- Work task:
Every line from the line containing "Q: innermost point of each instance of the orange" through the end of the data is to be reproduced exactly, excluding pictures.

- Data records:

::::

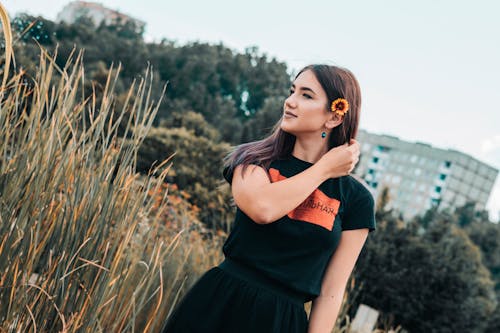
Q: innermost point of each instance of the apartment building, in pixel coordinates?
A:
(420, 176)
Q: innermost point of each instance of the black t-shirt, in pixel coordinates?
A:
(295, 250)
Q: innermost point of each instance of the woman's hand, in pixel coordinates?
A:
(341, 160)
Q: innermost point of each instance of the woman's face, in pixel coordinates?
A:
(305, 109)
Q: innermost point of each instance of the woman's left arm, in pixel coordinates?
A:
(326, 306)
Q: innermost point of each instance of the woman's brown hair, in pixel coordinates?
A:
(337, 82)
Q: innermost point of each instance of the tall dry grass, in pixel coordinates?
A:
(84, 243)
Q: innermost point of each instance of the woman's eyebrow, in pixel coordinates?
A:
(304, 88)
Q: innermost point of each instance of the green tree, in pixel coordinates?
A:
(434, 282)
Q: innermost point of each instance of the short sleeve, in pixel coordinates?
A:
(360, 211)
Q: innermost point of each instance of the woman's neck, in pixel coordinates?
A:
(309, 150)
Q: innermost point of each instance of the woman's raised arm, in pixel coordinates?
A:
(265, 202)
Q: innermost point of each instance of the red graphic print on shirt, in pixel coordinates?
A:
(318, 208)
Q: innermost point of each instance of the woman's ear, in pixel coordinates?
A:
(334, 121)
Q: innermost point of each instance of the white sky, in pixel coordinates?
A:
(429, 69)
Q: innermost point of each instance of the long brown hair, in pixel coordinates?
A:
(337, 82)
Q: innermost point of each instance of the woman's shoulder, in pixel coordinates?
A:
(357, 187)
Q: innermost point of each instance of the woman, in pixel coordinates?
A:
(301, 219)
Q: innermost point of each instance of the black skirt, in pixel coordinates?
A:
(231, 298)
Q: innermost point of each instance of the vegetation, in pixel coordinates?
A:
(112, 205)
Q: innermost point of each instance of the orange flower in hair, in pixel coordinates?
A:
(340, 106)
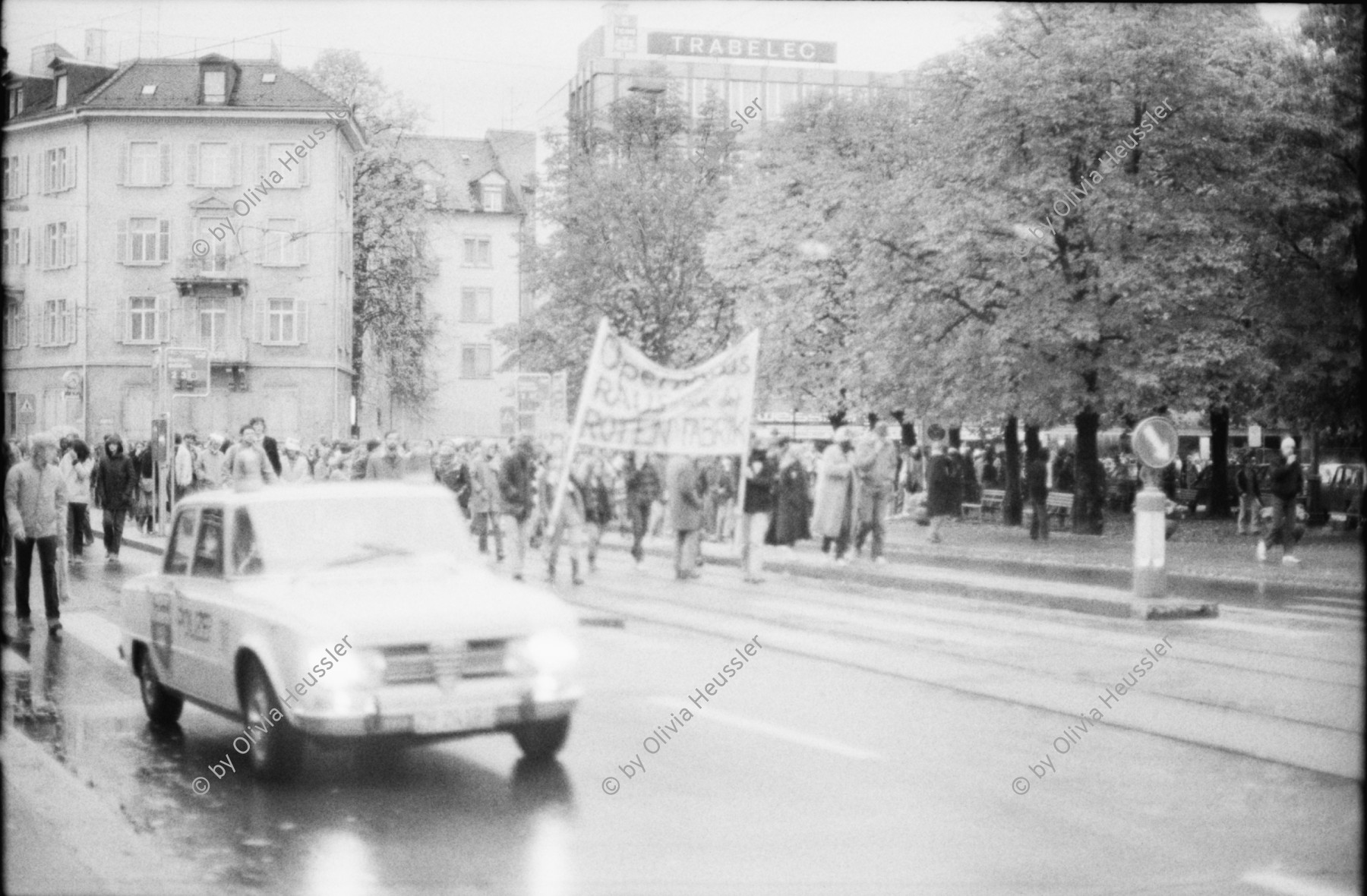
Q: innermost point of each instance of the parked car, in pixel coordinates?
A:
(346, 614)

::::

- Exercise response:
Q: innermost point of each instance of the orange flower in hair, in pixel coordinates?
A:
(340, 106)
Q: innermost point of each instance of the parked car, in pixel coordinates?
A:
(346, 614)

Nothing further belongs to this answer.